• Brief: Add 49 to every coordinate in the bounding boxes and rewrite the stretch from the start of the rows through the line containing "[0,9,432,243]", requests included, leaving out the pictures. Give only those lines.

• Material for the task:
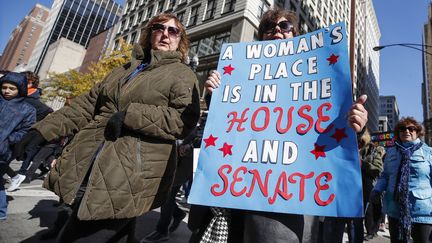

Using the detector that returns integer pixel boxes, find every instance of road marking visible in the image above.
[6,189,58,198]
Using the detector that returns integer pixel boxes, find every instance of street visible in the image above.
[0,161,390,243]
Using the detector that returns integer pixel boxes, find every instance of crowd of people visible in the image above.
[0,9,432,243]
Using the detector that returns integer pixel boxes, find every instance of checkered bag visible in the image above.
[200,207,231,243]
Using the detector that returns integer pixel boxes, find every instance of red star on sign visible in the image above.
[218,143,232,157]
[327,54,339,65]
[311,143,325,159]
[204,134,217,148]
[330,128,348,143]
[223,64,235,75]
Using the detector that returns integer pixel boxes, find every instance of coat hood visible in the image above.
[0,72,27,97]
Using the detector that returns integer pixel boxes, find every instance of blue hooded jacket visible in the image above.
[0,72,36,162]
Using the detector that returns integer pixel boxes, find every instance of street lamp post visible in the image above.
[372,43,432,55]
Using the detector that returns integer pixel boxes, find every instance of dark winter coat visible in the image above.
[360,143,385,205]
[0,72,36,162]
[34,46,199,220]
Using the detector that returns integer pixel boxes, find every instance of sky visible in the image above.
[0,0,429,121]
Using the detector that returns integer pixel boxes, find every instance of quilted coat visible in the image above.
[33,45,199,220]
[374,138,432,224]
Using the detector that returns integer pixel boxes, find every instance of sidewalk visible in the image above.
[0,161,390,243]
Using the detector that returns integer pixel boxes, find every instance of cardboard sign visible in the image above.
[189,23,363,217]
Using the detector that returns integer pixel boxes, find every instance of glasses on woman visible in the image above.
[264,20,294,35]
[151,24,180,38]
[399,126,417,132]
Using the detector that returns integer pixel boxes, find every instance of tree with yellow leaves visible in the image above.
[44,41,132,99]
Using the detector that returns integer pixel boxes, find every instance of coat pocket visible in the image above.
[411,187,432,216]
[412,186,432,199]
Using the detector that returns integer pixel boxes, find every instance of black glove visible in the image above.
[369,191,382,205]
[13,129,46,160]
[104,111,126,141]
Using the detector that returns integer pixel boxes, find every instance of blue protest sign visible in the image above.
[189,23,363,217]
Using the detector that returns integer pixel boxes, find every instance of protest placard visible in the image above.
[189,23,363,217]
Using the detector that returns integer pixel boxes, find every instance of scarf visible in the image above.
[200,207,230,243]
[395,142,423,240]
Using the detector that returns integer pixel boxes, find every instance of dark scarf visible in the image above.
[395,142,423,239]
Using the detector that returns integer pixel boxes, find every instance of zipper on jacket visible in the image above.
[72,141,105,214]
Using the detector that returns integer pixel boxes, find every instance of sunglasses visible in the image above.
[399,126,417,132]
[151,24,180,38]
[264,20,294,35]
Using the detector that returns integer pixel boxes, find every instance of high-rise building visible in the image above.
[286,0,381,131]
[0,4,49,71]
[27,0,121,72]
[79,24,118,73]
[379,95,400,130]
[422,2,432,144]
[114,0,280,97]
[114,0,380,118]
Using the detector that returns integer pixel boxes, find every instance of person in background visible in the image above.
[357,129,385,240]
[370,117,432,243]
[199,8,367,243]
[0,72,36,220]
[15,13,200,242]
[7,71,53,192]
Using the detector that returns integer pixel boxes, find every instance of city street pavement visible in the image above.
[0,161,390,243]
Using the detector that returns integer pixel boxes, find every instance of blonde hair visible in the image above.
[139,13,190,61]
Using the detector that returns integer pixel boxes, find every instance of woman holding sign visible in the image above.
[196,6,367,243]
[370,117,432,243]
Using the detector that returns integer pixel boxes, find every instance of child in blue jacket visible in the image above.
[0,72,36,220]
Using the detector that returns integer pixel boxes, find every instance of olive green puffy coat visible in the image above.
[33,46,199,220]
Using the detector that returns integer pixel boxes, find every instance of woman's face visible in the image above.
[151,19,181,51]
[399,123,418,142]
[1,82,18,100]
[263,17,294,40]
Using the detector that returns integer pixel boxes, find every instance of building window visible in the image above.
[137,11,144,23]
[130,31,136,44]
[168,0,175,9]
[189,5,200,26]
[206,0,216,19]
[223,0,235,13]
[189,31,231,57]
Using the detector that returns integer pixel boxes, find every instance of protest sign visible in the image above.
[371,132,396,148]
[189,23,363,217]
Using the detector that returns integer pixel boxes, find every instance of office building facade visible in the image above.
[0,4,49,71]
[379,95,400,131]
[422,3,432,144]
[27,0,122,72]
[113,0,284,98]
[285,0,381,131]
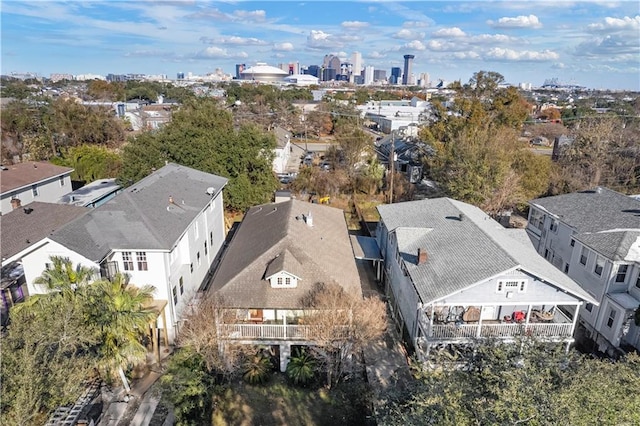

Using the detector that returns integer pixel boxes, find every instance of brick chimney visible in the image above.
[418,248,427,265]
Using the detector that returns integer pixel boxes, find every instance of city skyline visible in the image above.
[1,0,640,91]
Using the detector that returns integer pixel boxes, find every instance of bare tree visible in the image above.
[303,283,386,387]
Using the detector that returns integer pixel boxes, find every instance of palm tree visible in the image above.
[87,274,156,389]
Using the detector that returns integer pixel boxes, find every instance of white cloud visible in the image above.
[485,47,560,62]
[366,50,387,59]
[402,21,429,28]
[273,42,293,52]
[200,36,268,46]
[404,40,427,50]
[391,28,425,40]
[233,10,267,22]
[587,15,640,31]
[340,21,369,30]
[431,27,467,38]
[487,15,542,28]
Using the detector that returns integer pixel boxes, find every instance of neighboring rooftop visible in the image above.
[529,187,640,233]
[378,198,597,303]
[0,161,73,194]
[207,200,361,309]
[529,187,640,261]
[51,163,227,262]
[0,201,88,261]
[58,179,121,207]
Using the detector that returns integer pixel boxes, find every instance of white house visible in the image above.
[527,188,640,355]
[22,163,227,340]
[207,200,362,371]
[0,161,73,214]
[376,198,597,360]
[273,127,291,173]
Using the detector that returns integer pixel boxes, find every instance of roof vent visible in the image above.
[418,248,427,265]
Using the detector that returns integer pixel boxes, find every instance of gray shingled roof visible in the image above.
[51,163,227,262]
[0,201,90,259]
[529,188,640,260]
[529,188,640,233]
[378,198,595,303]
[208,200,361,309]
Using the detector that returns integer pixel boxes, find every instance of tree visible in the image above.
[302,283,386,387]
[86,274,157,388]
[379,340,640,425]
[119,99,278,211]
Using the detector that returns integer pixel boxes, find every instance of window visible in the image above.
[136,251,148,271]
[593,256,604,277]
[122,251,133,271]
[607,309,616,328]
[580,247,589,265]
[616,265,629,283]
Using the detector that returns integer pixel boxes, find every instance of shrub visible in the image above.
[242,351,272,385]
[287,349,316,386]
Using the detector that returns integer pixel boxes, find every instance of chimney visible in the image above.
[418,248,427,265]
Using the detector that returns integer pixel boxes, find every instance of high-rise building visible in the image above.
[364,65,375,85]
[373,70,387,81]
[349,52,362,83]
[389,67,402,84]
[236,64,247,80]
[402,55,415,86]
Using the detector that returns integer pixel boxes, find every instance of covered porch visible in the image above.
[416,304,577,352]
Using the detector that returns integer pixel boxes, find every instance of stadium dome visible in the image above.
[240,63,289,82]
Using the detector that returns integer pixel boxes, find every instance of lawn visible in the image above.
[212,373,375,426]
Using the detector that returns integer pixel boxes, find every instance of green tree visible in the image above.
[86,274,157,385]
[119,99,278,211]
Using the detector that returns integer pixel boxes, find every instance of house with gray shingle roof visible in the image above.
[23,163,227,340]
[0,161,73,214]
[0,201,87,318]
[376,198,597,360]
[527,188,640,355]
[206,199,362,371]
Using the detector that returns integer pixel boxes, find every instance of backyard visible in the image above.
[211,373,375,426]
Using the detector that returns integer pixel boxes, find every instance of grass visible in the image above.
[211,373,375,426]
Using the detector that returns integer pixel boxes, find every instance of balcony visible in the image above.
[420,307,574,342]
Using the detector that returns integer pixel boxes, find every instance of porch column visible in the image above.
[280,343,291,373]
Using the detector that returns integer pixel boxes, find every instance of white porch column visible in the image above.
[280,343,291,373]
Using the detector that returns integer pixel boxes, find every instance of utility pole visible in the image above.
[389,130,396,204]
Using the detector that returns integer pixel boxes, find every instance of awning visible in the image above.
[350,235,382,260]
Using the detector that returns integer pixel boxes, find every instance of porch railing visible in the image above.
[218,324,348,340]
[426,323,573,340]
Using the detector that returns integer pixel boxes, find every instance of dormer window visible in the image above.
[267,271,299,288]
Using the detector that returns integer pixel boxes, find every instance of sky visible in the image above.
[0,0,640,91]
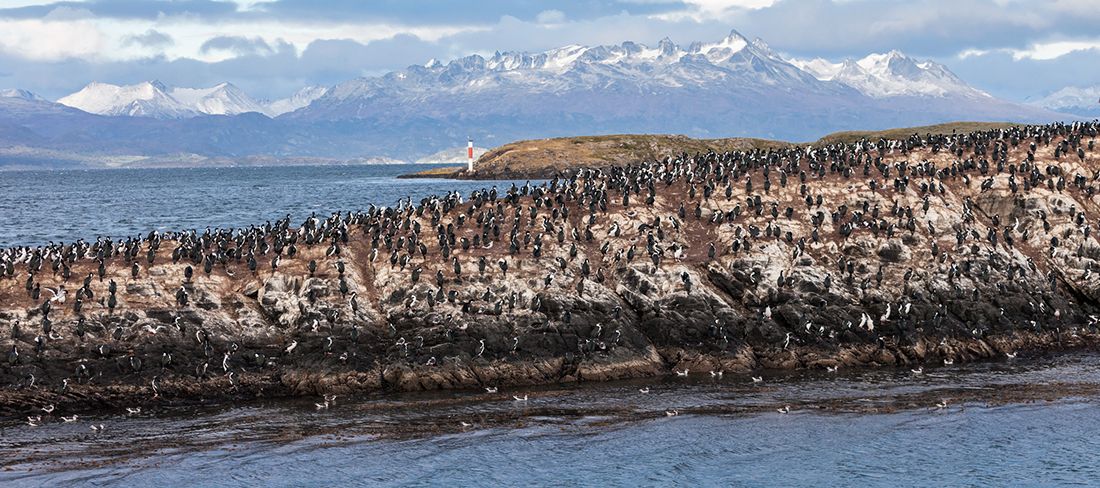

• Answer for the task:
Using the detector that returns integer pixel boxes, find every instance of road marking visible in the image above.
[55,238,107,247]
Using the detector that returns integer pixel boxes, find every instance of street visible in the image above.
[49,210,439,292]
Using the detector that returns integer pixel boxes, find every instance of crowd of people visible in the image above.
[49,58,481,292]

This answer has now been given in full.